── EXTRACTED INFORMATION ──
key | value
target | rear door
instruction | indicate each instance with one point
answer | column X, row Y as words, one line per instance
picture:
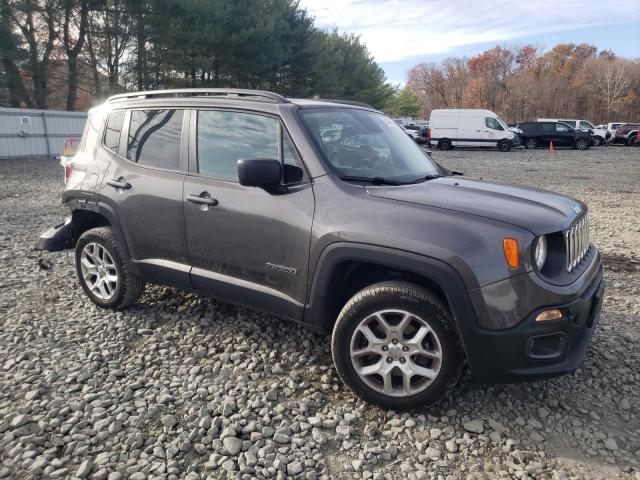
column 470, row 128
column 247, row 245
column 143, row 185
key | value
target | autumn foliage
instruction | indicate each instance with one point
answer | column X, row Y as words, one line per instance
column 569, row 80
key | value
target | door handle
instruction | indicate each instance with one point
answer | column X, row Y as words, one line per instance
column 119, row 183
column 204, row 200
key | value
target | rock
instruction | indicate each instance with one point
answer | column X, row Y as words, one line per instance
column 294, row 468
column 232, row 445
column 474, row 426
column 169, row 421
column 84, row 469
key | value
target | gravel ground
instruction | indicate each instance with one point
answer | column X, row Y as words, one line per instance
column 180, row 386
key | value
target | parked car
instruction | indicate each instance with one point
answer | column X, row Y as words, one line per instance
column 421, row 136
column 598, row 136
column 327, row 214
column 627, row 134
column 469, row 128
column 537, row 134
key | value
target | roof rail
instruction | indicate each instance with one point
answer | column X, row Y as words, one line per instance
column 196, row 92
column 347, row 102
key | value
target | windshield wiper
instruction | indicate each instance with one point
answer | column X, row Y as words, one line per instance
column 426, row 178
column 373, row 180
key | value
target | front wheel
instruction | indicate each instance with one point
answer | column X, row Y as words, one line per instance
column 102, row 270
column 394, row 345
column 582, row 144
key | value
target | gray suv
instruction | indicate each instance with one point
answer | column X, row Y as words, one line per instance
column 328, row 214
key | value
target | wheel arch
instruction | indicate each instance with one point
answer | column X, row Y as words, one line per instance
column 345, row 268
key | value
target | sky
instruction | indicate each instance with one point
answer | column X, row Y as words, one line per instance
column 402, row 33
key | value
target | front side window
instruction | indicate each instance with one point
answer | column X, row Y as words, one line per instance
column 492, row 123
column 363, row 143
column 223, row 138
column 112, row 132
column 154, row 138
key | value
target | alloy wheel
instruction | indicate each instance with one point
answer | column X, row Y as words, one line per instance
column 396, row 353
column 99, row 271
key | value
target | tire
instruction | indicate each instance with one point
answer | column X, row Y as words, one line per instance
column 444, row 144
column 504, row 146
column 420, row 308
column 100, row 256
column 582, row 144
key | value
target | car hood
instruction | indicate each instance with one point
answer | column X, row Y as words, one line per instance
column 538, row 211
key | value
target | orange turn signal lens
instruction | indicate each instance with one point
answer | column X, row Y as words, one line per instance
column 510, row 247
column 554, row 314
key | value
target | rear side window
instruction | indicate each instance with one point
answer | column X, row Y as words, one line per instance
column 112, row 132
column 492, row 123
column 223, row 138
column 154, row 138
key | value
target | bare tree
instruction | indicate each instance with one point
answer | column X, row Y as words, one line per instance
column 75, row 14
column 39, row 22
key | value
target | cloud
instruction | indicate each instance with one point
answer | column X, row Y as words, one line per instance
column 399, row 29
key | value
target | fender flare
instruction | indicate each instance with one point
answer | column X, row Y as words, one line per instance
column 317, row 312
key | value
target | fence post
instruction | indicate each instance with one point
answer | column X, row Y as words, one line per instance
column 46, row 133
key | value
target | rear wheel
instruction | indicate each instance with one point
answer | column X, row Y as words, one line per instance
column 504, row 146
column 394, row 345
column 444, row 144
column 103, row 272
column 582, row 144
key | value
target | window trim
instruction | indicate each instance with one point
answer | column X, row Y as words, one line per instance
column 124, row 141
column 193, row 145
column 106, row 125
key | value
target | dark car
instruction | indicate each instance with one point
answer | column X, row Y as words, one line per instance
column 627, row 134
column 329, row 215
column 536, row 134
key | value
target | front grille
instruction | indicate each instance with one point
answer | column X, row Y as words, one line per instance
column 576, row 241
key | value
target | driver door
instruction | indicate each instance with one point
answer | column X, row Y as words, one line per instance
column 247, row 245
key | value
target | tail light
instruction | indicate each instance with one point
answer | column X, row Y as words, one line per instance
column 67, row 172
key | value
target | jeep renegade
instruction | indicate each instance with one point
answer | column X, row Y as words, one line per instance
column 327, row 213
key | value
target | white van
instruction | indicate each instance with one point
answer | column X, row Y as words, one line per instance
column 599, row 136
column 457, row 127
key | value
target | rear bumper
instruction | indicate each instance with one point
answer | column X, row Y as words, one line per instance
column 535, row 350
column 56, row 238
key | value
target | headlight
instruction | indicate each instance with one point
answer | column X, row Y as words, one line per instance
column 540, row 253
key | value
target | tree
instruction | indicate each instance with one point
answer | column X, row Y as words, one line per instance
column 75, row 13
column 403, row 104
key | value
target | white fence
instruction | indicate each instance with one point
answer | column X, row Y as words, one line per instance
column 37, row 133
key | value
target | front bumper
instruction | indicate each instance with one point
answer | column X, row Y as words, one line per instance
column 535, row 350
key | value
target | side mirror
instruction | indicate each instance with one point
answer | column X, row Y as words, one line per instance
column 259, row 172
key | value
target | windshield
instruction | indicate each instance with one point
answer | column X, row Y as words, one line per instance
column 361, row 143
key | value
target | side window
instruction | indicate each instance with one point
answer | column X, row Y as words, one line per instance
column 293, row 168
column 154, row 138
column 492, row 123
column 112, row 132
column 223, row 138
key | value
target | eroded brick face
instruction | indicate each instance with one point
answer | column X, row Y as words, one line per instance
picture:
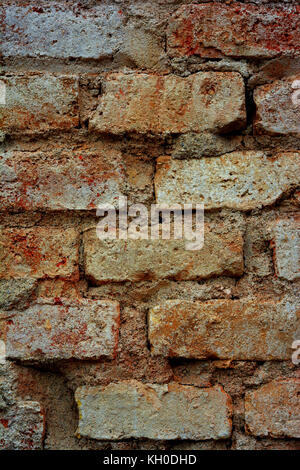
column 133, row 409
column 278, row 111
column 234, row 30
column 61, row 179
column 22, row 427
column 38, row 103
column 136, row 260
column 54, row 30
column 238, row 180
column 224, row 329
column 39, row 252
column 273, row 410
column 57, row 329
column 286, row 248
column 129, row 344
column 146, row 103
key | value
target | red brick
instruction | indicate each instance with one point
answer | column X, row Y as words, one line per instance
column 62, row 179
column 236, row 30
column 273, row 410
column 276, row 113
column 39, row 252
column 224, row 329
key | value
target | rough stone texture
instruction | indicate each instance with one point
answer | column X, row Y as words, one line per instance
column 133, row 409
column 276, row 112
column 135, row 260
column 234, row 30
column 60, row 179
column 204, row 145
column 56, row 329
column 38, row 103
column 274, row 409
column 54, row 30
column 16, row 292
column 39, row 252
column 224, row 329
column 149, row 100
column 286, row 246
column 7, row 384
column 22, row 427
column 142, row 103
column 238, row 180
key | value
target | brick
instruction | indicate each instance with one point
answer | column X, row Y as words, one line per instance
column 224, row 329
column 39, row 252
column 61, row 30
column 136, row 260
column 38, row 103
column 22, row 427
column 60, row 179
column 61, row 329
column 204, row 144
column 276, row 114
column 286, row 247
column 235, row 30
column 273, row 410
column 131, row 409
column 147, row 103
column 239, row 180
column 16, row 292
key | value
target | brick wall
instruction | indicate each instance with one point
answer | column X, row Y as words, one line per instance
column 143, row 344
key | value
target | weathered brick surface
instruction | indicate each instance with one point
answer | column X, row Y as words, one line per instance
column 286, row 246
column 39, row 252
column 223, row 329
column 205, row 144
column 39, row 102
column 144, row 103
column 274, row 409
column 234, row 30
column 61, row 30
column 22, row 427
column 239, row 180
column 169, row 102
column 276, row 112
column 60, row 179
column 62, row 329
column 135, row 260
column 133, row 409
───
_THE PROBLEM_
Pick out every line in the items above that contains the string "side", treating uppercase and lowercase as different. Copy each of those lines in full.

_REPLY TO THE EXERCISE_
target | front side window
target | rear side window
target | side mirror
target | side window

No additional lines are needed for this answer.